» Extracted text

^^^^^^^^

Korea’s Naver teams up with Intel to challenge Nvidia’s AI monopoly

Posted on : 2024-04-12 16:55 KST Modified on : 2024-04-12 16:55 KST
Questions remain as to how this AI alliance will pan out
Lee Dong-soo of Naver Cloud. (courtesy of Intel Korea)
Lee Dong-soo of Naver Cloud. (courtesy of Intel Korea)

Now that Intel and Naver have made their collaboration on artificial intelligence official, all eyes are on whether their alliance will prove fruitful. The two companies plan to build their own AI ecosystem based on Intel chips to counter Nvidia’s monopoly in the AI chip market. Seeing how Nvidia dominates the AI market in both hardware and software, it seems that their battle will be an uphill one.
Intel Korea, the South Korean branch of the tech company, held a roundtable with Naver Cloud in Yeouido, Seoul, on Thursday to announce their collaboration. Naver Cloud, a subsidiary of the major portal site Naver, will develop software related to large language models (LLM) based on Intel’s chips.
The focus of the alliance is to unsettle Nvidia’s monopoly in the AI chip market. Most AI developers have been using Nvidia’s programming platform CUDA, but both CUDA and the software developed with it are virtually exclusive to Nvidia chips, making them Nvidia-dependent.
Nvidia’s strategy has been to create a closed ecosystem, locking in customers and strengthening its market dominance. Nvidia’s share of the AI chip market is estimated to be north of 90 percent.

^^^^^^^^

[Point-per-instance localization data]
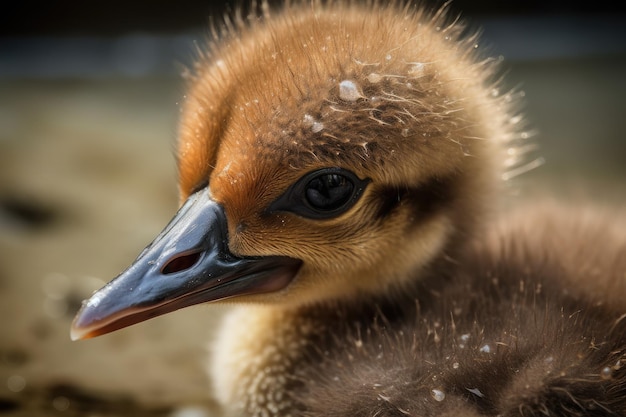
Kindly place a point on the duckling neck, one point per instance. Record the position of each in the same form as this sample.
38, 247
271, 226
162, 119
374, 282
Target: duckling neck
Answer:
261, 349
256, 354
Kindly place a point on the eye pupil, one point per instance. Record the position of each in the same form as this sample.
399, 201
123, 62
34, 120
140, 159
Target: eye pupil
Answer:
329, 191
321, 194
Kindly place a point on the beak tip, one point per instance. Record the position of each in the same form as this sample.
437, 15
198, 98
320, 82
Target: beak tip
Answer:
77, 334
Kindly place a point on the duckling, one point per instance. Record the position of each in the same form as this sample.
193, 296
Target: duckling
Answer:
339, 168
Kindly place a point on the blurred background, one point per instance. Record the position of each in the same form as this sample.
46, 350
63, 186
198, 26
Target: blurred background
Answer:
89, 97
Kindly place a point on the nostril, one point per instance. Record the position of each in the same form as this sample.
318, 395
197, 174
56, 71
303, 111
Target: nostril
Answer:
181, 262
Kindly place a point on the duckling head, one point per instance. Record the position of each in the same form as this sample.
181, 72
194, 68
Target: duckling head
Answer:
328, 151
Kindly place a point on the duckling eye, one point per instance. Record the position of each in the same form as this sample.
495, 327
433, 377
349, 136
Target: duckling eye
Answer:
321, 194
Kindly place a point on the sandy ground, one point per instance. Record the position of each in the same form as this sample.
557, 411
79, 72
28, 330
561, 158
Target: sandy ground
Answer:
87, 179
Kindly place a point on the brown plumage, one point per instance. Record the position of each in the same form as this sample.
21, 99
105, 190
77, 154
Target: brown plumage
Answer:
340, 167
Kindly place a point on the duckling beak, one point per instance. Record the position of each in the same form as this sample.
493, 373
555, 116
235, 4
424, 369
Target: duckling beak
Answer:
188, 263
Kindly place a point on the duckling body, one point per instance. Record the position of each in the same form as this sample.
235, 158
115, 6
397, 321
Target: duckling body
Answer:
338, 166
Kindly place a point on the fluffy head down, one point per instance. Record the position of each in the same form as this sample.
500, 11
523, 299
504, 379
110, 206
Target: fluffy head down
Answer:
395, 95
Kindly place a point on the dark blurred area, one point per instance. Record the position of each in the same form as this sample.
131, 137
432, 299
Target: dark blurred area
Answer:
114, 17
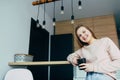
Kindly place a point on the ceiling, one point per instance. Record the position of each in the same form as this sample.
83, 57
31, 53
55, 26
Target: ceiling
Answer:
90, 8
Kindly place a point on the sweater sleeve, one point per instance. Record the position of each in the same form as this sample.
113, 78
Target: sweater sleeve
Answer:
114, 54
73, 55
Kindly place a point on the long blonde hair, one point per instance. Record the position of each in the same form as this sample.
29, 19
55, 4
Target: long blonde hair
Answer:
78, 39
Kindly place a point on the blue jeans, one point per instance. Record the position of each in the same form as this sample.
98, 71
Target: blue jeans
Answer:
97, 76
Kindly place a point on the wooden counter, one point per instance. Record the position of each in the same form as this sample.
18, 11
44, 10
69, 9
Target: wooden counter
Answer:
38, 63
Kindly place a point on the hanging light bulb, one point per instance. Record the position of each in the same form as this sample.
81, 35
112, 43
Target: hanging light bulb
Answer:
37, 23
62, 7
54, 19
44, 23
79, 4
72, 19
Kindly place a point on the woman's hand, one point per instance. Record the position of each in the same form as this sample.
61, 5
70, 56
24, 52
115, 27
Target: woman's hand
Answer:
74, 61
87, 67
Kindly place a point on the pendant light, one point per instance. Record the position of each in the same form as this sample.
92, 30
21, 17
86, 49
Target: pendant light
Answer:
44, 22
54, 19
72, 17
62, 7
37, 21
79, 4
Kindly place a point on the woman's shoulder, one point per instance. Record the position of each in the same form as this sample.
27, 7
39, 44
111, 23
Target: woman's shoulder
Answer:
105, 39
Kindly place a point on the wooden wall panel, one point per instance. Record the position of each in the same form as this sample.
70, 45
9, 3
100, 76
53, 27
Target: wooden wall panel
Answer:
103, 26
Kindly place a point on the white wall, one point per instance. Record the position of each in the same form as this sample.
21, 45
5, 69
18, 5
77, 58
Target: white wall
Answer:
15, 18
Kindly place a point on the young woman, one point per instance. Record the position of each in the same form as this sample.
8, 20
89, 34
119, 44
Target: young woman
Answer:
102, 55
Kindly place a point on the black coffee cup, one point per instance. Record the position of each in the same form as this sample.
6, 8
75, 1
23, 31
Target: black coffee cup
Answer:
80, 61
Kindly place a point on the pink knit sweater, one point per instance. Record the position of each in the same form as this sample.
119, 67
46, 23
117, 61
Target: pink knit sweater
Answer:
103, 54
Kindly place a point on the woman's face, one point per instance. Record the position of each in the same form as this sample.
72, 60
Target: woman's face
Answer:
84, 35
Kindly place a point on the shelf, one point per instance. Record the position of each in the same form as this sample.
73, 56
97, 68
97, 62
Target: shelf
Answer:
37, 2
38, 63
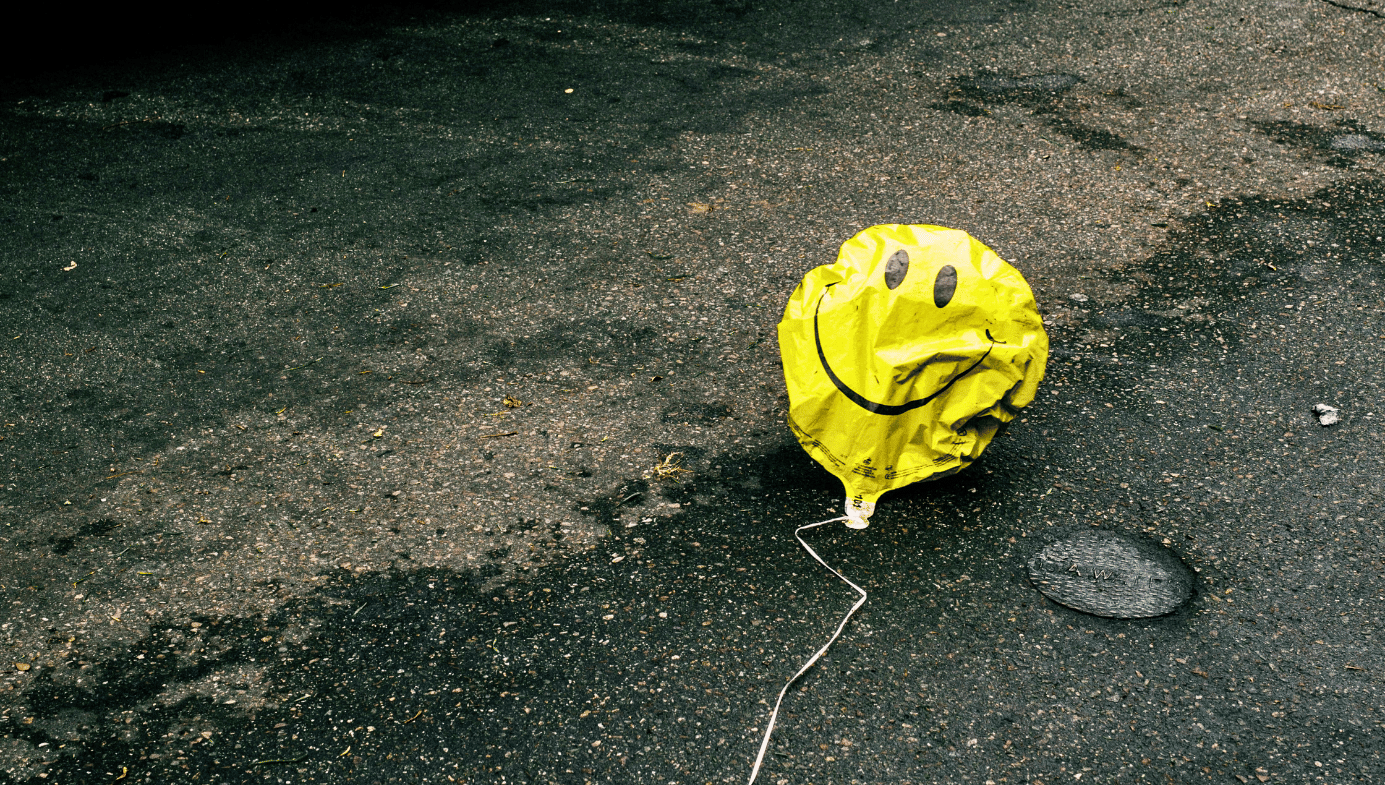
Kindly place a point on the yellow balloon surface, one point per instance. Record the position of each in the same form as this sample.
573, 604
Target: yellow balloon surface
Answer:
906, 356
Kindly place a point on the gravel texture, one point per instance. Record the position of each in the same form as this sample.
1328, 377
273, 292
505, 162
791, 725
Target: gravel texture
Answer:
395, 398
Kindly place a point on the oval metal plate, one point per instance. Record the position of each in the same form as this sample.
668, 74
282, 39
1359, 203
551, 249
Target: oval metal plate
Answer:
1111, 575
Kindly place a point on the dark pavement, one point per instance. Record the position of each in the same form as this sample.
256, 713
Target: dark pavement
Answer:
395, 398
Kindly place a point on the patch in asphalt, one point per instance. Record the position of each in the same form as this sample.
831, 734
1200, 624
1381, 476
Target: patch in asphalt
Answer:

^^^^^^^^

» Exercise instructions
- 1) Answer these questions using the article on the Naver and Intel AI alliance:
(a) Where did Intel Korea and Naver Cloud hold their roundtable?
(b) What will Naver Cloud develop based on Intel's chips?
(c) What is Nvidia's estimated share of the AI chip market?
- 2) Write the next part of the article on the Naver and Intel AI alliance, starting after its last sentence.
This listing has no connection to the article.

» Answers below
- 1)
(a) In Yeouido, Seoul.
(b) Software related to large language models (LLM).
(c) North of 90 percent.

- 2)
Intel and Naver Cloud are working with South Korean universities and startups to build their own software infrastructure. Instead of relying on Nvidia, they will develop software based on Intel’s AI accelerator Gaudi 2, and the results will be released as open source. Intel will provide the Gaudi chips, while Naver Cloud will lead the research.
Naver hopes this will help the company grow its presence in the AI ecosystem while reducing its reliance on big-budget Nvidia chips, as Intel’s chips are known to be significantly cheaper than Nvidia’s.
“This alliance is significant,” said Lee Dong-soo, who oversees AI semiconductor strategy at Naver Cloud, “because, by trying to make domestically made software accessible and popular internationally, the two companies will be able to help people who use Gaudi and want to develop LLM in the future.”
However, there are a fair number of uncertainties surrounding how this joint venture will pan out. Not only are there questions about the research capacity of domestic companies and academia, but it is also too early to prove Intel’s competitiveness in AI chips.
Naver Cloud has also never utilized Intel chips in its hyperscale AI model, HyperCLOVA X. Noh Soo-jin, a manager at Naver Cloud, commented, “Currently, we are not using Gaudi2 at all. We intend to conduct tests and decide on whether to introduce the accelerator based on the test results.”